** INSTRUCTIONS TO FOLLOW **
Transcribe every entry below word for word, but skip the pictures.

╭─ WORKING DATA

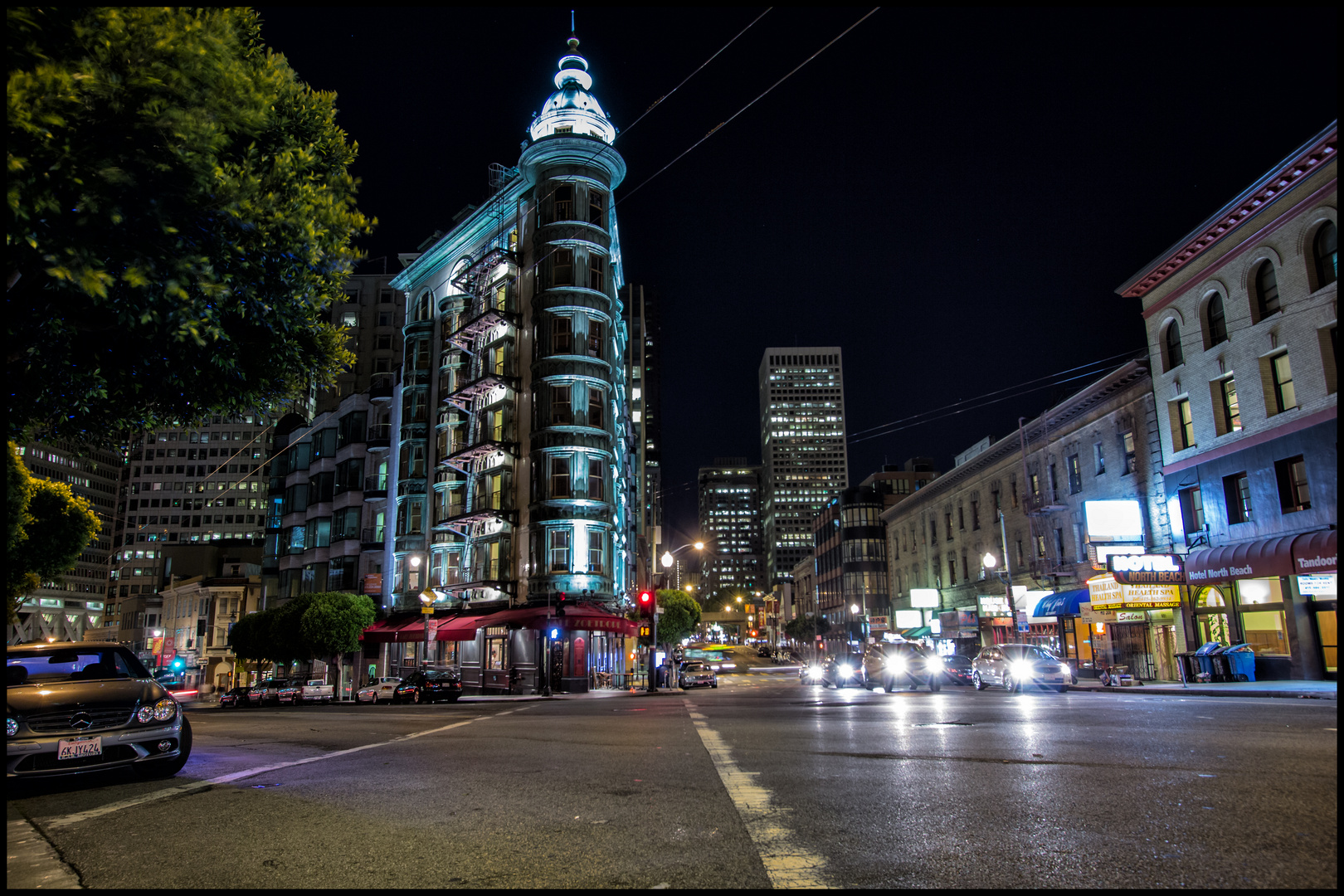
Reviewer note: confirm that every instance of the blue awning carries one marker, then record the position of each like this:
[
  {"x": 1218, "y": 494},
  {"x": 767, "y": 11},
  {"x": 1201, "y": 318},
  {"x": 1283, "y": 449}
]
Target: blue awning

╰─

** EXERCISE RESPONSE **
Reviewer note: confirm that every instance of the blue awning carries one marker, then record the position of each like this:
[
  {"x": 1218, "y": 494},
  {"x": 767, "y": 11},
  {"x": 1201, "y": 318},
  {"x": 1283, "y": 449}
]
Target: blue awning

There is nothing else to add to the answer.